++++ Data lines
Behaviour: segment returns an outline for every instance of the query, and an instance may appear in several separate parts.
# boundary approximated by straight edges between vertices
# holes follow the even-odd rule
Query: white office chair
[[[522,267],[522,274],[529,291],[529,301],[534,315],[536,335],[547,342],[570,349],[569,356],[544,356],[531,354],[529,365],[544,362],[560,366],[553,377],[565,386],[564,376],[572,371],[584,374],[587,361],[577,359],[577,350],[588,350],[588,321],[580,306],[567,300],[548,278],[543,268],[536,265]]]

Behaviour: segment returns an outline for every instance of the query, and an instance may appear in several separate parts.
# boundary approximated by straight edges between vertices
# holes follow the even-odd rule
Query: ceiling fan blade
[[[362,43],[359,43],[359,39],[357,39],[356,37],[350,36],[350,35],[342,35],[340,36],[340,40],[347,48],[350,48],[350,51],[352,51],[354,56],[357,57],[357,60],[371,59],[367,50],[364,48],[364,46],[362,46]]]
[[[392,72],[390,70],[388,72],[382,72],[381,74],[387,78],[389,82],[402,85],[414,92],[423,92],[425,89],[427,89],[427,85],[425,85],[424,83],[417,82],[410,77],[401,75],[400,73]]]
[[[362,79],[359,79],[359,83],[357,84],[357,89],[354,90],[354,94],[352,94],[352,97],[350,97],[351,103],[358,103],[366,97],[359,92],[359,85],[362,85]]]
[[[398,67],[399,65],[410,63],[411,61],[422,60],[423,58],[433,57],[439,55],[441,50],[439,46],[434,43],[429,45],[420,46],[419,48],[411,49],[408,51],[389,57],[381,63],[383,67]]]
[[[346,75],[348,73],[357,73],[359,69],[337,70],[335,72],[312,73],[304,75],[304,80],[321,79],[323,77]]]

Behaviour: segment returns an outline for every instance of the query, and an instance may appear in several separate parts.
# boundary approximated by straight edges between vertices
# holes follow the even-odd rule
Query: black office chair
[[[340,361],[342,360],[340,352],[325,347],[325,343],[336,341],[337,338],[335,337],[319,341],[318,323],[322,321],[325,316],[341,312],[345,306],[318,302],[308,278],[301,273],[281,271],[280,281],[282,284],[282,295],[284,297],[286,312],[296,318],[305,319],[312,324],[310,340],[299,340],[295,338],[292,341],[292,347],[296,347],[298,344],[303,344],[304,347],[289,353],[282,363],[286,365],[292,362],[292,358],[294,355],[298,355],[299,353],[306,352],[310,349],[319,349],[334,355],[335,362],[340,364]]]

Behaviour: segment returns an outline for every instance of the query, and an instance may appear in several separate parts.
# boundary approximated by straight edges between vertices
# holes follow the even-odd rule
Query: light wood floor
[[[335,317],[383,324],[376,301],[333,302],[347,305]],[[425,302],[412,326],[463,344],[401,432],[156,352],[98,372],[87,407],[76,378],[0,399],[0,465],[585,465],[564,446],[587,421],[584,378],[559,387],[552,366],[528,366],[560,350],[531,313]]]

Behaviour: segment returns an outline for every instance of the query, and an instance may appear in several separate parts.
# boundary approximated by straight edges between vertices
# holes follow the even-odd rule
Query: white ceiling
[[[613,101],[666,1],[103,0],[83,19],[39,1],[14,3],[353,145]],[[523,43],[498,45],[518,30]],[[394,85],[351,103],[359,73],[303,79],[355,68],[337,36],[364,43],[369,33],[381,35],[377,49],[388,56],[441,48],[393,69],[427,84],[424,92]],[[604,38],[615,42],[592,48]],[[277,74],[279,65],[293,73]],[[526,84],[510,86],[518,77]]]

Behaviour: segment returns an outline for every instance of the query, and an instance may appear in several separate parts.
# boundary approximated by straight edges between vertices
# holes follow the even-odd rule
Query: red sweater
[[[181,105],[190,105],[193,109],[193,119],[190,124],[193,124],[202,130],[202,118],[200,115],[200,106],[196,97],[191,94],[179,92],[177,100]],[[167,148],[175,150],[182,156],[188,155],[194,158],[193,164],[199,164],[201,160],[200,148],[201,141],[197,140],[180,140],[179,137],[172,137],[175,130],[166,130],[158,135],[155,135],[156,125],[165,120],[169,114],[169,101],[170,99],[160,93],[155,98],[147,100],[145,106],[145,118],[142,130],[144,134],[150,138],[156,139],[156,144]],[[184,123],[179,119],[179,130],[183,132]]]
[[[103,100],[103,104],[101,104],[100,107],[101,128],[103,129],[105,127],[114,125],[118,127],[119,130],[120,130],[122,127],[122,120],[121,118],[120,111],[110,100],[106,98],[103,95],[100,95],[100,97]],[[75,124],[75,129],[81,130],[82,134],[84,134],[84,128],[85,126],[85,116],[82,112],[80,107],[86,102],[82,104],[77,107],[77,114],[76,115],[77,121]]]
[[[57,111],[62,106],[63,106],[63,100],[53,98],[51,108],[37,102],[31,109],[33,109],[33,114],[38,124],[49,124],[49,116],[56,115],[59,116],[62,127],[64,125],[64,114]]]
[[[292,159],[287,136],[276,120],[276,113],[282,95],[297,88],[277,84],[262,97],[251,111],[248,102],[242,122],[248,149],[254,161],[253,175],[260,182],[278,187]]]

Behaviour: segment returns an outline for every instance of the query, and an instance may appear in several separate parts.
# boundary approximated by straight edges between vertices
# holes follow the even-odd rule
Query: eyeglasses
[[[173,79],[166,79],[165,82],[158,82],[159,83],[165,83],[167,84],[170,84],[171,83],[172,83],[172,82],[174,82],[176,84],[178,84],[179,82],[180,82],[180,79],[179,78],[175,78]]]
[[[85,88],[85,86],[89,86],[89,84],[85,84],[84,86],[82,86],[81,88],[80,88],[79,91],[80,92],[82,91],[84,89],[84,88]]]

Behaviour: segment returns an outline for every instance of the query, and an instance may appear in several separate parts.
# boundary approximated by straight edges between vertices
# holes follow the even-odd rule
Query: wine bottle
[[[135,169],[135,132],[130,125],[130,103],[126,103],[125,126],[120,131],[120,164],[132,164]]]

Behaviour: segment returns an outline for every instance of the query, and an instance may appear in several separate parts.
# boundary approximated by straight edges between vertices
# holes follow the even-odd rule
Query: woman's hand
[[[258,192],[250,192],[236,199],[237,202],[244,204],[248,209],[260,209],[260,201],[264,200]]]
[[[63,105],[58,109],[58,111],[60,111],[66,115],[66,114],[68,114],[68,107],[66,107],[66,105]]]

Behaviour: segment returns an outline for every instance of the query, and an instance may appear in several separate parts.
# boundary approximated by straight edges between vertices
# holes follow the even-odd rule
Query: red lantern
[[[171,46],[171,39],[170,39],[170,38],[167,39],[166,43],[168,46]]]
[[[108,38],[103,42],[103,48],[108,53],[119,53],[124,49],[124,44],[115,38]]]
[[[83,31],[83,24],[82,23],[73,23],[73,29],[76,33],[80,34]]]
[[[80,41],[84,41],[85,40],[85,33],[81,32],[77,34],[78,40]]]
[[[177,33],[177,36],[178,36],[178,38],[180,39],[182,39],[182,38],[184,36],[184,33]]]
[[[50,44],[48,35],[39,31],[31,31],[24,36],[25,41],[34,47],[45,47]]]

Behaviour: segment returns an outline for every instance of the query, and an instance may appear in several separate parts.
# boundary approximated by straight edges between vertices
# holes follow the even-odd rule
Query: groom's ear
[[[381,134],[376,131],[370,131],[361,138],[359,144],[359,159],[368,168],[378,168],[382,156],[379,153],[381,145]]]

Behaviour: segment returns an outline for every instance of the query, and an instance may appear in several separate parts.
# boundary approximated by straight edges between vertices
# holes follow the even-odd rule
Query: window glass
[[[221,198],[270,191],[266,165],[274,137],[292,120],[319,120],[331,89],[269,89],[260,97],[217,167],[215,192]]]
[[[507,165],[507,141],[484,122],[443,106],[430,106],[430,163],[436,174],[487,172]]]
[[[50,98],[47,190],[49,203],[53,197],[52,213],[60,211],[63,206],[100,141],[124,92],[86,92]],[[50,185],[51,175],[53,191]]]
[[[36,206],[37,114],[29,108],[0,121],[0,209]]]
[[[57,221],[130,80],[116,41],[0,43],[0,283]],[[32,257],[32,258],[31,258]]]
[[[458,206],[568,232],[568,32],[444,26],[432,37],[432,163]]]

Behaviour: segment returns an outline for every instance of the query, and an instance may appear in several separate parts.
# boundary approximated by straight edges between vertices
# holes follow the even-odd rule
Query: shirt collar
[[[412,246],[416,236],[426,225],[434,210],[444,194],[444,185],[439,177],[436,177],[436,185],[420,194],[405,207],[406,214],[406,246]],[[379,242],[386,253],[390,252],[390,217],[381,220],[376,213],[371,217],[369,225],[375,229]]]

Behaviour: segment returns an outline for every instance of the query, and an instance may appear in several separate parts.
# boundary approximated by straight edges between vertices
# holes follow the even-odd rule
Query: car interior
++++++++
## Description of the task:
Convert the rows from the very first line through the line containing "Query: white office chair", including both ends, into a JSON list of strings with one string per line and blank lines left out.

## Exercise solution:
[
  "Behaviour: segment returns an outline for every instance of the query, and an instance may appear in several separate parts.",
  "# boundary approximated by straight edges between vertices",
  "# holes follow the even-odd rule",
  "Query: white office chair"
]